** Start Supplied passage **
Irish Armoured Vehicles
- Vickers Gun Carrier No.1 Mk I (4x)
- Armoured Carrier Wheeled, Irish Pattern (deliveries ongoing)


Monday, June 13th 2011, 3:04am

Cruiser MkIII Tank
4 ordered 1937, used for armour training and maneuvers.


Monday, June 13th 2011, 3:06am

Infantry Tank MkII - Matilda
One purchased 1937. Used in recruitment ads and the heavy armoured lance (with Valentines).


Monday, June 13th 2011, 3:07am

Vickers Valentine
Seven acquired 1939. Used in heavy armoured lance with lone Matilda.


Monday, June 13th 2011, 3:08am

Crusader Cruiser Tank
Twenty-four ordered 1939. All with 6-pounder (57mm) gun.

Following the Irish participation in the League of Nation's Afghanistan Field Force, most of the Irish Crusaders were written off due to over-use, and replaced. (Some were left in Afghanistan after being scavenged for parts.) Two Crusaders were retained as training vehicles and later used as memorials.
** End Supplied passage **
** Start Supplied material **
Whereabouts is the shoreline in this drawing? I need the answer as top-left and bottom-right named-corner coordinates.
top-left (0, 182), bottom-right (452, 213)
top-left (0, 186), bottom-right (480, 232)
** End Supplied material **
What the task asks:
Answer these questions from the text on Irish armored vehicles:
1. How many Cruiser MkIII tanks were ordered, and in what year?
2. What gun did all of the Crusader Cruiser Tanks carry?
3. How many Crusaders were kept as training vehicles?
The data plays no part in this.

Output of the task:
1. Four, ordered in 1937.
2. A 6-pounder (57mm) gun.
3. Two.